══ Texto para leitura ══

Sem capacidade de abstração uma sociedade não avança. A ação cultural funciona como uma das possibilidades de que, a partir do exercício criativo, os indivíduos participem da construção de novos discursos, recombinem os repertórios de seu cotidiano com criatividade e reinventem suas realidades em cima do que lhes é imposto cotidianamente. Isso vale para todos os aspectos do convívio social. Quando existem deficiências nesse circuito, quando as pessoas por alguma razão perdem a capacidade de abstração, de criação, isto é, de participação na vida cultural; de alguma forma a cultura de um grupo se vê mais pobre e na mesma proporção o indivíduo se enfraquece. De modo que, subordinar esse circuito a lógicas exógenas ao campo cultural é criar um arremedo de ação cultural cujo efeito é estranho ao que acabamos de mencionar acima. Em outras palavras, quando uma ação cultural qualquer, se submete a indicadores socioeconômicos de medição quantitativa da curva de públicos, prestar contas dos seus resultados a parceiros, financiadores ou o Estado, gerir a instituição cultural, ou o projeto, como uma empresa capitalista globalizada (rentabilização máxima de dividendos) e outras práticas, em curso no campo cultural, já não enxergamos a cultura e a arte no pleno de sua potência humanizadora. O campo cultural tem espaço para funções executivas, mas jamais deveria perder de vista que o produto de sua atuação não pode ser reduzido a uma mercadoria (ou serviço) e como tal não pode ser comercializado no bazar global das mercadorias.

Essa reflexão é de uma atualidade crítica, na medida em que a ideologia da pós-modernidade entranhou-se por todos os domínios da vida social e particular dos indivíduos; diluiu os componentes tradicionais de sociabilidade e abriu espaço para uma miríade de experiências efêmeras, fragmentárias e descoladas umas das outras, ao mesmo tempo construindo novas frentes e destruindo a possibilidade de criação de novas narrativas – no sentido empreendido pelos modernos. Algo como uma infinita possibilidade de códigos e uma rara probabilidade de interação, pela incapacidade do estabelecimento de sentido, de grupo. “O ‘contrato social’ que, a partir do século XVIII, estabeleceu-se; contrato social de essência racional, privilegiando o cérebro, domesticando as paixões e marginalizando as emoções, esse contrato social está sob todos os aspectos totalmente saturado”. (MAFFESOLI, 2010, p.52).

═══
══ Dados fornecidos ══

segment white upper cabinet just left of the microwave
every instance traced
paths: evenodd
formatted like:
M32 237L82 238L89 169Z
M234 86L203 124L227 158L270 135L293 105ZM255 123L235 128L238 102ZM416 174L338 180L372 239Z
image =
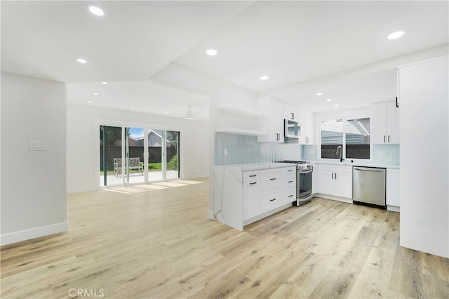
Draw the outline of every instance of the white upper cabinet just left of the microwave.
M267 115L257 119L257 141L283 143L283 103L267 96L257 100L257 110Z

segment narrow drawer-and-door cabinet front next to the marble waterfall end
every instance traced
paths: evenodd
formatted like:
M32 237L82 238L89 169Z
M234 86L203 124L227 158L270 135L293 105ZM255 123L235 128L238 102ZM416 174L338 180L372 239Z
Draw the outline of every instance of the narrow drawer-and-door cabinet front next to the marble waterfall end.
M260 214L260 171L243 173L243 220Z

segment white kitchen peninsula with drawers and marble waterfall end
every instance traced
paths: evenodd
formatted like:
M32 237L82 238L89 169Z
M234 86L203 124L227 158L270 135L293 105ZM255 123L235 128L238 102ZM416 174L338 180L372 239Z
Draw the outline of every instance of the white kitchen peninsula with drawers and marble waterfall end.
M296 200L296 168L261 163L214 167L213 215L209 218L243 230L245 225L282 211Z

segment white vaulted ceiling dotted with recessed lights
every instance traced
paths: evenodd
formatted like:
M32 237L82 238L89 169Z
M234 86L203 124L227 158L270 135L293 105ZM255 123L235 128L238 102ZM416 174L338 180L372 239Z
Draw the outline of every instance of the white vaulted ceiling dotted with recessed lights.
M96 3L105 16L89 1L1 1L1 69L65 82L69 102L206 117L208 97L229 85L311 111L334 109L325 98L388 100L394 64L354 69L448 48L448 1ZM387 39L396 30L406 33Z

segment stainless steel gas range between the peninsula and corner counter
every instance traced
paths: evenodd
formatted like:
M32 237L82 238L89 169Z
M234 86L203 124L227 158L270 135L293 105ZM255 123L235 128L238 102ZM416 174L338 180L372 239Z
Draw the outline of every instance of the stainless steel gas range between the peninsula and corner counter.
M282 163L296 164L296 201L294 206L301 206L311 199L311 173L314 168L307 161L279 161Z

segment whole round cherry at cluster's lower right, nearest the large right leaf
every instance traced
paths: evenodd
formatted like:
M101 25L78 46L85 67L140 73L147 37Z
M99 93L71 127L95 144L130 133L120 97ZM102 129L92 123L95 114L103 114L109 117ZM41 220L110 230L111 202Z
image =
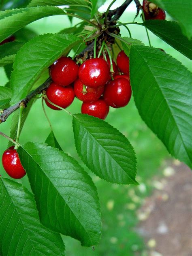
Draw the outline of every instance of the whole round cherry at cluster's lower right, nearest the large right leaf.
M130 82L126 78L117 78L105 86L103 98L113 108L125 107L131 98Z

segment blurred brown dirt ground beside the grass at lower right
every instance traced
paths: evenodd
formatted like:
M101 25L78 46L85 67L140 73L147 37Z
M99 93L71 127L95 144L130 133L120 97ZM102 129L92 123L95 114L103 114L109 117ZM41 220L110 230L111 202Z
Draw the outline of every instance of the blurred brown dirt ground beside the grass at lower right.
M137 229L145 237L148 256L192 256L192 172L175 161L154 181Z

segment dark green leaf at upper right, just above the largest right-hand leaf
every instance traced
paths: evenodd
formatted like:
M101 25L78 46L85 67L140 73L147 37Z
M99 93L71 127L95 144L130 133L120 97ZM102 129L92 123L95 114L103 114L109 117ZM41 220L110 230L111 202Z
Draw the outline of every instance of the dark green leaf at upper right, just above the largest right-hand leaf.
M147 20L143 22L143 26L192 60L192 41L183 36L177 22L160 19Z

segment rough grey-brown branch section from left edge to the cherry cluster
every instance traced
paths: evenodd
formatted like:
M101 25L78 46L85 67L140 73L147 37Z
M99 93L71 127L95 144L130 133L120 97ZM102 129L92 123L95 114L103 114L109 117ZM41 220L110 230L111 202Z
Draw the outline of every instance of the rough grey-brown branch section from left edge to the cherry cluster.
M19 101L18 103L16 103L15 105L9 107L8 109L4 109L3 113L0 115L0 124L5 122L7 117L9 117L9 115L11 115L15 110L19 109L19 106L21 104L24 104L25 106L27 105L27 103L36 95L41 93L43 90L45 90L47 87L49 87L49 85L51 84L52 80L49 77L42 85L40 85L38 88L36 88L34 91L30 92L30 94L28 94L28 96L26 96L26 98L24 98L23 100Z

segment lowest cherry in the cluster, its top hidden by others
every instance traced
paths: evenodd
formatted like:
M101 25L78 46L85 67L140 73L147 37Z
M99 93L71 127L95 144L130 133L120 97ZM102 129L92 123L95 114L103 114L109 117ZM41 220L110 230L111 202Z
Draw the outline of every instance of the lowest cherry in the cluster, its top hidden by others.
M81 113L105 119L109 113L109 106L103 99L99 99L94 102L83 102L81 106Z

═══

Responda, por favor, às perguntas abaixo com base no texto sobre ação cultural.
(a) Segundo o texto, o que acontece com a cultura de um grupo e com o indivíduo quando as pessoas perdem a capacidade de abstração e de criação?
(b) A que o produto da atuação do campo cultural não pode ser reduzido?
(c) De acordo com a citação de Maffesoli, a partir de que século se estabeleceu o "contrato social"?

(a) A cultura do grupo se vê mais pobre e, na mesma proporção, o indivíduo se enfraquece.
(b) A uma mercadoria (ou serviço).
(c) A partir do século XVIII.